Try it:
Each line from the one containing "Localize truck headlight." through the end of the data below is to be output verbatim, with no lines added or left out.

Excerpted data START

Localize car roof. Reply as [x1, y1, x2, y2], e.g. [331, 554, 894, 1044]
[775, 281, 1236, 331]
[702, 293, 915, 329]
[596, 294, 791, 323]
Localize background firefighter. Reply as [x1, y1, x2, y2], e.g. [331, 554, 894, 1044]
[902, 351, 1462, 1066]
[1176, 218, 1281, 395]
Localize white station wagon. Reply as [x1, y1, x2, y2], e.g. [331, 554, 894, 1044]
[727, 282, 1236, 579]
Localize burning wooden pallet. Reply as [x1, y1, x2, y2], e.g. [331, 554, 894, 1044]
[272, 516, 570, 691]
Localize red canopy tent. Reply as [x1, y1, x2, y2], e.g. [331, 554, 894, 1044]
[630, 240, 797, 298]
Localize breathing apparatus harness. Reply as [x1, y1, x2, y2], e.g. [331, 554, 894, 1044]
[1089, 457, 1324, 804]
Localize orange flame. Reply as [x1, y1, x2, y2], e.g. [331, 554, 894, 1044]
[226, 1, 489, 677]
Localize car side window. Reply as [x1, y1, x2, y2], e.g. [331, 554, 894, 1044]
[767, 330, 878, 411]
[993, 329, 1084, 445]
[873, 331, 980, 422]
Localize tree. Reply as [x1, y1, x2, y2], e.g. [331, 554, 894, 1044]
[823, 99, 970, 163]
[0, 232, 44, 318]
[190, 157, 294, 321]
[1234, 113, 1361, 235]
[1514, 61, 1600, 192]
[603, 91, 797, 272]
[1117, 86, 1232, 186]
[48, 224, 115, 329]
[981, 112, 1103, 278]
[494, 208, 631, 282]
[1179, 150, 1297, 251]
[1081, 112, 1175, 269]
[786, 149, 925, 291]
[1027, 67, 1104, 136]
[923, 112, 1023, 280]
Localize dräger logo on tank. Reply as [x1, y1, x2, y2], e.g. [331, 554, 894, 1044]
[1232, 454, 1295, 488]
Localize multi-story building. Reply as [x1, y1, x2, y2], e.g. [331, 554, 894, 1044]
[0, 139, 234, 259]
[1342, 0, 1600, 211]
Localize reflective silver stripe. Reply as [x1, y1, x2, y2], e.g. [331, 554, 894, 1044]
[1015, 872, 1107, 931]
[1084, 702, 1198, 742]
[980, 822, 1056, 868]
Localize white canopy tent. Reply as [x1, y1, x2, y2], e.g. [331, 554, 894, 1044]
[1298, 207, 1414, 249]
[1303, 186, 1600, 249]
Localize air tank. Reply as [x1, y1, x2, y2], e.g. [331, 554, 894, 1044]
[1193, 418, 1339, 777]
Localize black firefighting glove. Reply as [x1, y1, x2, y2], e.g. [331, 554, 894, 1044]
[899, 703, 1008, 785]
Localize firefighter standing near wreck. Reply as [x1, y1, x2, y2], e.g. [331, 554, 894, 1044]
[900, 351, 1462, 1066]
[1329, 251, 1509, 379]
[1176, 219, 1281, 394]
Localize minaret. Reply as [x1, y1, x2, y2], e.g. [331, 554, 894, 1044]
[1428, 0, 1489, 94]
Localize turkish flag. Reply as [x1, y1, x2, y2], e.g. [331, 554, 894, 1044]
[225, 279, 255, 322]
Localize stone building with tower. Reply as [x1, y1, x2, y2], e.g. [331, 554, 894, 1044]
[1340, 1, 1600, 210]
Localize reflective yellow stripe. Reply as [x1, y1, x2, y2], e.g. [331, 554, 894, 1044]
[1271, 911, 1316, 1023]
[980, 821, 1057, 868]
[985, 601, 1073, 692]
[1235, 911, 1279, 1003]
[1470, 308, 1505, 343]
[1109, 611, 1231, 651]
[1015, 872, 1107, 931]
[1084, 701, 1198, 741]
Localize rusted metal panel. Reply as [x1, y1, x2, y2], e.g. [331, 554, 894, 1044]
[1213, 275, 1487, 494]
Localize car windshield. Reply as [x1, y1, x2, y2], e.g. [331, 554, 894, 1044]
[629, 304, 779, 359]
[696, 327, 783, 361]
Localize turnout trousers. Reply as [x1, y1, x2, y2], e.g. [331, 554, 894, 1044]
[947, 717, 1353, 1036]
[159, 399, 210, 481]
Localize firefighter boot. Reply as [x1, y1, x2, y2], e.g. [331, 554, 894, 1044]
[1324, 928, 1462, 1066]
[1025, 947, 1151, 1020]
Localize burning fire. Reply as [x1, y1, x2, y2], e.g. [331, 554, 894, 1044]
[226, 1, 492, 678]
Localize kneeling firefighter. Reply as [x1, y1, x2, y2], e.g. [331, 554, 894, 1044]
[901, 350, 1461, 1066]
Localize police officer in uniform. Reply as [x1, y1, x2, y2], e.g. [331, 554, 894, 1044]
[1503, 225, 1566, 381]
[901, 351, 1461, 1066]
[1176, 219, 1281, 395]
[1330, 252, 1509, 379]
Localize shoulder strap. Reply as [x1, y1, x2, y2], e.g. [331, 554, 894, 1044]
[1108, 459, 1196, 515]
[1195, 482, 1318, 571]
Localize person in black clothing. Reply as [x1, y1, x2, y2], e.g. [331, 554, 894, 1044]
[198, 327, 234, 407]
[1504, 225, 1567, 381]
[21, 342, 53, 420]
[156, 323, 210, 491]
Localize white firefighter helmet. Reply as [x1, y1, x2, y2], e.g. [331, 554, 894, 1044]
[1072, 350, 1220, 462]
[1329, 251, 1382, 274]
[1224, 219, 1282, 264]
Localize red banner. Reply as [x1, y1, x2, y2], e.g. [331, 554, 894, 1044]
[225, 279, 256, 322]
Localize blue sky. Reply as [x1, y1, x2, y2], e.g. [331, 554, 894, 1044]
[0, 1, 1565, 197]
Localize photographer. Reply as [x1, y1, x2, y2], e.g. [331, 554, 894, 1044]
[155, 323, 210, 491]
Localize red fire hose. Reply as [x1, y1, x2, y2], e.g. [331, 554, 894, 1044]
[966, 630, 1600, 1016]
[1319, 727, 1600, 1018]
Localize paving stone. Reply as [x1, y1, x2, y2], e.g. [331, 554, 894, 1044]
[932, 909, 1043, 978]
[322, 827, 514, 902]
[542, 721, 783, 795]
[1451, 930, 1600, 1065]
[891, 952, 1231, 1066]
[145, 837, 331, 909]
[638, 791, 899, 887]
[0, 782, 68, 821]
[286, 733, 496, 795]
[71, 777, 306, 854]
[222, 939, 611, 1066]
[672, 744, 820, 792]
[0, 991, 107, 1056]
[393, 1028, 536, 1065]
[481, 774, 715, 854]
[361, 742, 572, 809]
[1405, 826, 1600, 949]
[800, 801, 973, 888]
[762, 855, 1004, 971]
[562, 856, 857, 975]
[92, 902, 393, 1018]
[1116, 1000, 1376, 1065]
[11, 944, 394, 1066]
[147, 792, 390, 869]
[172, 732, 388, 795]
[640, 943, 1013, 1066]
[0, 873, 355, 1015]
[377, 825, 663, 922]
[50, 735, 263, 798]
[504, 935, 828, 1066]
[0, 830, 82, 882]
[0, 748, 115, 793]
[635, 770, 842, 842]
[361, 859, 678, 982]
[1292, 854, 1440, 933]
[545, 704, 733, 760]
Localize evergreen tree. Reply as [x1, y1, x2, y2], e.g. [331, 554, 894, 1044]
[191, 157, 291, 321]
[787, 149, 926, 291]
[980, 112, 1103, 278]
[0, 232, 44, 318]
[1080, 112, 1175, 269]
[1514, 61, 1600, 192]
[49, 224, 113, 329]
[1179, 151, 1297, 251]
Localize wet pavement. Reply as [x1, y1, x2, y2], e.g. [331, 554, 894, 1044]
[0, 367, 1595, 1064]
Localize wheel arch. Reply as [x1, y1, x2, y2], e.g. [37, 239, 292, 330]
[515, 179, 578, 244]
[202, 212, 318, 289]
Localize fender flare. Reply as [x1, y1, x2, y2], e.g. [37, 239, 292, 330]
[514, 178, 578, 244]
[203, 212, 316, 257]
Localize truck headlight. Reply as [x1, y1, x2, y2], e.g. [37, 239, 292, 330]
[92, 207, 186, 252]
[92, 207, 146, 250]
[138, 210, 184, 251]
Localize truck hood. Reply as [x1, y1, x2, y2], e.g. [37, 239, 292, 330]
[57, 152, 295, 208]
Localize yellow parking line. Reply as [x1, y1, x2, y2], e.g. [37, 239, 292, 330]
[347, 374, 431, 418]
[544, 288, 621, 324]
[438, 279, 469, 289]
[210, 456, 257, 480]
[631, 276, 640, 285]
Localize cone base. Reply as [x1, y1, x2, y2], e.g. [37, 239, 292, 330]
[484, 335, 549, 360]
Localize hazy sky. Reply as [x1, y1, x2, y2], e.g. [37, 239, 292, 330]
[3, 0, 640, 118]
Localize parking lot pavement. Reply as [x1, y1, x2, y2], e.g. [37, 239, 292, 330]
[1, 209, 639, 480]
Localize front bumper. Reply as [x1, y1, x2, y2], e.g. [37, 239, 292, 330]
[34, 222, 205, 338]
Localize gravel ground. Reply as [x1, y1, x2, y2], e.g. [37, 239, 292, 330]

Excerpted data END

Written answer:
Localize truck headlight. Reply as [x1, y1, x2, y2], e.g. [37, 239, 292, 330]
[92, 207, 186, 252]
[92, 207, 146, 250]
[138, 210, 184, 251]
Localize truck hood. Reply as [x1, y1, x2, y2], e.g. [37, 239, 292, 330]
[57, 152, 295, 208]
Localize yellow parking line. Reply as [x1, y1, x2, y2], e.g. [37, 239, 292, 330]
[347, 374, 431, 418]
[544, 288, 621, 324]
[438, 279, 469, 289]
[210, 456, 257, 480]
[631, 276, 640, 285]
Localize cone base. Reply as [x1, y1, x2, y2], e.g. [37, 239, 292, 330]
[484, 335, 549, 360]
Localize hazy sky. Reply as [x1, y1, x2, y2], e.g. [37, 239, 292, 330]
[3, 0, 640, 118]
Localize parking lot pavement. Reply as [x1, y1, x2, y2], e.g. [37, 239, 292, 330]
[1, 209, 639, 480]
Localize front bumper. Reply as [x1, y1, x2, y2], e.g. [37, 239, 292, 330]
[34, 222, 205, 338]
Localize gravel ground. Reply as [x1, y1, x2, y2], e.g. [37, 239, 292, 330]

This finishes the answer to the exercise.